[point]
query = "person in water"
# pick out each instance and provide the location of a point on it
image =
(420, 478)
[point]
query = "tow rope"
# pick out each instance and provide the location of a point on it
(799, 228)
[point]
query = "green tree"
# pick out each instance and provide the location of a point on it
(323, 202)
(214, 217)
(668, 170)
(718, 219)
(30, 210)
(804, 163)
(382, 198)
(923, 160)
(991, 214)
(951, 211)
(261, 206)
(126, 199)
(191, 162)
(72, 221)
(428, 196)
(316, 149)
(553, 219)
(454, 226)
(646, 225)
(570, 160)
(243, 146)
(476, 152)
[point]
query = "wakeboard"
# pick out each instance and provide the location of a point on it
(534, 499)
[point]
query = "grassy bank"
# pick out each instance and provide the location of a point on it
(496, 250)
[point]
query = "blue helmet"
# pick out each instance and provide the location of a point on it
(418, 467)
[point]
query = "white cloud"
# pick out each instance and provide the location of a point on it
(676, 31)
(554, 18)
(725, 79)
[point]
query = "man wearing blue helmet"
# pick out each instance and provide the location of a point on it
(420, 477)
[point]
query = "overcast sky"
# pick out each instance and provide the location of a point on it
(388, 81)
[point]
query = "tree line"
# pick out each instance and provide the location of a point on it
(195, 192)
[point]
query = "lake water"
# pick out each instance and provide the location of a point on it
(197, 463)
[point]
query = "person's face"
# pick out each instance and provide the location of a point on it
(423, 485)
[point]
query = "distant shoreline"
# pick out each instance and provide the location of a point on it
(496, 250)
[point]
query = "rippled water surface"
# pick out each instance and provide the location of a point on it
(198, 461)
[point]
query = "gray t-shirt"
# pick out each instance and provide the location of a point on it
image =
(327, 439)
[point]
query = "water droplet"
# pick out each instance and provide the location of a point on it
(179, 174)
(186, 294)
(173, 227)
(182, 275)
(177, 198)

Exercise objective
Tally the lines in the items above that contain the word "helmet". Reply with the number only.

Solved exercise
2